**EXERCISE DIRECTIONS**
Find each line in the entries below that contains the string "target" and copy those lines out.

**DATA FOR THIS TASK**
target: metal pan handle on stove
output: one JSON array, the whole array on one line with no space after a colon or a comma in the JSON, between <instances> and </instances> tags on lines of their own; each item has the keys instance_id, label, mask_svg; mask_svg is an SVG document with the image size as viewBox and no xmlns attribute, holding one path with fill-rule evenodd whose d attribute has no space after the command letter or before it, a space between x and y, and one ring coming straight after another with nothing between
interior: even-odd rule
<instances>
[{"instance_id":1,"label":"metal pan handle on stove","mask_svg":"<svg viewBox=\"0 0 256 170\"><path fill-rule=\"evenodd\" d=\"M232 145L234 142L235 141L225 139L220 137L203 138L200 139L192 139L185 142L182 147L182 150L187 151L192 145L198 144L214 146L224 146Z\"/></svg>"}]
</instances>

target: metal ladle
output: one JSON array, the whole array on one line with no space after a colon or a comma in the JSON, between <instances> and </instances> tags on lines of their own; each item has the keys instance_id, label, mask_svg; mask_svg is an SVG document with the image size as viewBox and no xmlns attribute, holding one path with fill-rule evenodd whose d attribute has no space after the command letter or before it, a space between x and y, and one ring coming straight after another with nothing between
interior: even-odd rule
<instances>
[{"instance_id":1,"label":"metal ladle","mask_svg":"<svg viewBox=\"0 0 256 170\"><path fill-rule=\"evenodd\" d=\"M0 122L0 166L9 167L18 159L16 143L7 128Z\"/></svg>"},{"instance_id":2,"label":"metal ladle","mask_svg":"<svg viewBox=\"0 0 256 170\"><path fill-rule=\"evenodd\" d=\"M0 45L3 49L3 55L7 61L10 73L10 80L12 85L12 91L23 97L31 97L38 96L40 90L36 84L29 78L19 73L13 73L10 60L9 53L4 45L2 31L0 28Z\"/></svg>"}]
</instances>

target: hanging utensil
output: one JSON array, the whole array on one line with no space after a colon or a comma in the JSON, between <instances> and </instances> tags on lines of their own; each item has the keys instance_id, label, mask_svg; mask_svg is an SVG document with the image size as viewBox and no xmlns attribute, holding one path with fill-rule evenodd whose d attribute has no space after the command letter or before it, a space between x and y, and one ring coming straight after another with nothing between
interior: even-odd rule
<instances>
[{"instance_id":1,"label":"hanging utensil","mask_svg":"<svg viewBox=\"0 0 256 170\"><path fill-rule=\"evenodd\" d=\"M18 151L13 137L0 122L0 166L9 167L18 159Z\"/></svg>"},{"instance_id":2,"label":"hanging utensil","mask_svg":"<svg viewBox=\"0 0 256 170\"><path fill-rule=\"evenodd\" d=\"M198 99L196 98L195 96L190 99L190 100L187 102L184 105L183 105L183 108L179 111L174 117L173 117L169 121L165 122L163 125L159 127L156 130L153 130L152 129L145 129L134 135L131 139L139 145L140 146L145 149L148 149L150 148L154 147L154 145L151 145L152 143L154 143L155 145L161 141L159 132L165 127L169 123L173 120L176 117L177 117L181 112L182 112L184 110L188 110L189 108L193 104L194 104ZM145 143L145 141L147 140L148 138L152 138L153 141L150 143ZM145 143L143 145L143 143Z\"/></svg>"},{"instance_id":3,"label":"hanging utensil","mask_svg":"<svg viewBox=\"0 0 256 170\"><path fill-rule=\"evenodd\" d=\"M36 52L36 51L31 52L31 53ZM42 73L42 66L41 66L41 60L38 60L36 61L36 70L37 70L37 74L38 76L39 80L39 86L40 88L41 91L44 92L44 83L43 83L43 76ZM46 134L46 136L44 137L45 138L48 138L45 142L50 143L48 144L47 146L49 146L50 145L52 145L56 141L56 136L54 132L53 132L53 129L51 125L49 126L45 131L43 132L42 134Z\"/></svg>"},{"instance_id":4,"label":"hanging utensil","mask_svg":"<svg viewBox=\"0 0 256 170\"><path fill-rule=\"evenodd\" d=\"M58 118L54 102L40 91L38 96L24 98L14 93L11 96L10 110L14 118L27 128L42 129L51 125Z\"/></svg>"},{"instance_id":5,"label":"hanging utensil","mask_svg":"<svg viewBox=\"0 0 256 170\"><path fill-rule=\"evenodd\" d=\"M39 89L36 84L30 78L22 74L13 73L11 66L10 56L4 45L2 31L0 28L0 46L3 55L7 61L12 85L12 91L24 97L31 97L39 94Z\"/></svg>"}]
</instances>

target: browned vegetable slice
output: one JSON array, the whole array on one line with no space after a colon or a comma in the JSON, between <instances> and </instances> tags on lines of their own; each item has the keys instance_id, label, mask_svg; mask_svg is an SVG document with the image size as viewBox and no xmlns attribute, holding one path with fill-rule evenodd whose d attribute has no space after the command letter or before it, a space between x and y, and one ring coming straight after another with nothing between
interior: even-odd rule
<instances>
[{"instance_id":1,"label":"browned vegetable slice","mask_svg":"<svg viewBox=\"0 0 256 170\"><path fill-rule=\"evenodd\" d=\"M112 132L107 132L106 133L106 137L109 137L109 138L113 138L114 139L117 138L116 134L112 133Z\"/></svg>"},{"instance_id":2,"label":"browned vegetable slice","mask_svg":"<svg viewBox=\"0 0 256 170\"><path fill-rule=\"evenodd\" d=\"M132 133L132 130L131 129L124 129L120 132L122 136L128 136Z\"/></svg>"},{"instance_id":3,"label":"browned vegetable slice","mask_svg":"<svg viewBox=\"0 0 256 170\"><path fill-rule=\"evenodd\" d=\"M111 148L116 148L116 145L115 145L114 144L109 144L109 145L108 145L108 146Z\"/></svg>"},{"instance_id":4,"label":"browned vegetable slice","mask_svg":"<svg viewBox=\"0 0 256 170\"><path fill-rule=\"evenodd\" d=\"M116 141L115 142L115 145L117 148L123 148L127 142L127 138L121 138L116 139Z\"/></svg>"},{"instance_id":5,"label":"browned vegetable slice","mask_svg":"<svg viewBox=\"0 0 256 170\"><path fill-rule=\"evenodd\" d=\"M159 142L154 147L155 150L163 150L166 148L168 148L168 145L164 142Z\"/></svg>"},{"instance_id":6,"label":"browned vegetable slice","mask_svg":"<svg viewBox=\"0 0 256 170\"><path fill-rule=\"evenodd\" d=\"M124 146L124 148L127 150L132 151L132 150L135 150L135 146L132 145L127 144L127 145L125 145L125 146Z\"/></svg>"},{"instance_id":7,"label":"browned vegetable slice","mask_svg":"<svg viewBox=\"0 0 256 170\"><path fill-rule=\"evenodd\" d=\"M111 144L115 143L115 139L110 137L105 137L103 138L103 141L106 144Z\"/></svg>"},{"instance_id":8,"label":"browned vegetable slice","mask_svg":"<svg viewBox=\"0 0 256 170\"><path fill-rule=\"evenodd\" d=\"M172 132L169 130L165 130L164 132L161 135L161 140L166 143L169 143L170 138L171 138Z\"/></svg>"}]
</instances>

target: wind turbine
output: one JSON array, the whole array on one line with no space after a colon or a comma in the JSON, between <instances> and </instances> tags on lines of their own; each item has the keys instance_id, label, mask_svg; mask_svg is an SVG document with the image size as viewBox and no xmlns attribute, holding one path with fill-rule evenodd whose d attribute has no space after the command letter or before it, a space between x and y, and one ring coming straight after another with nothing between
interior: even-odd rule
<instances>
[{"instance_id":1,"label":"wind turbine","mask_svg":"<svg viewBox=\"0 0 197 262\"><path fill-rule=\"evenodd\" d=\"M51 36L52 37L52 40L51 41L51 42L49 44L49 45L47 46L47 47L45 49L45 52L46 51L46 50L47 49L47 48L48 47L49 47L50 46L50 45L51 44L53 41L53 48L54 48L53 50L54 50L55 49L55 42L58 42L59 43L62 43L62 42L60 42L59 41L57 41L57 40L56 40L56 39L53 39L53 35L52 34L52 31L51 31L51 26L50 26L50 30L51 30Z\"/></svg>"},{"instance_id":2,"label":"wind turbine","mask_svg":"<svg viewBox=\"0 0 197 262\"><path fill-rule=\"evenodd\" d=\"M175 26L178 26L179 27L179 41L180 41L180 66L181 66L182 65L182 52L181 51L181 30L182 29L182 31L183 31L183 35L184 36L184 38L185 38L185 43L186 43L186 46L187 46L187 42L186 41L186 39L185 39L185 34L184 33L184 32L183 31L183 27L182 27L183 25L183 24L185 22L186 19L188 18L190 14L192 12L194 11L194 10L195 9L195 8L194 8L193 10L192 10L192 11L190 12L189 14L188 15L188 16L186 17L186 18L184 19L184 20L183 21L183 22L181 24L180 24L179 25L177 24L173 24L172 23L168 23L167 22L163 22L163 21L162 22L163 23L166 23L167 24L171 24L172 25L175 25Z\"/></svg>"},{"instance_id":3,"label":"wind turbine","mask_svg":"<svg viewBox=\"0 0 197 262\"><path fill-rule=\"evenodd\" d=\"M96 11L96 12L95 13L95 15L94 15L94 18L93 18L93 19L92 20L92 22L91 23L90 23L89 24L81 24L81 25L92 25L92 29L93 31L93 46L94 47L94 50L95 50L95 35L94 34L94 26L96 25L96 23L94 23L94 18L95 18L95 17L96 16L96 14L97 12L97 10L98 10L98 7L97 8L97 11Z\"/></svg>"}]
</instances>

**COMPLETE ANSWER**
target: metal pan handle on stove
target: metal ladle
target: hanging utensil
target: browned vegetable slice
target: wind turbine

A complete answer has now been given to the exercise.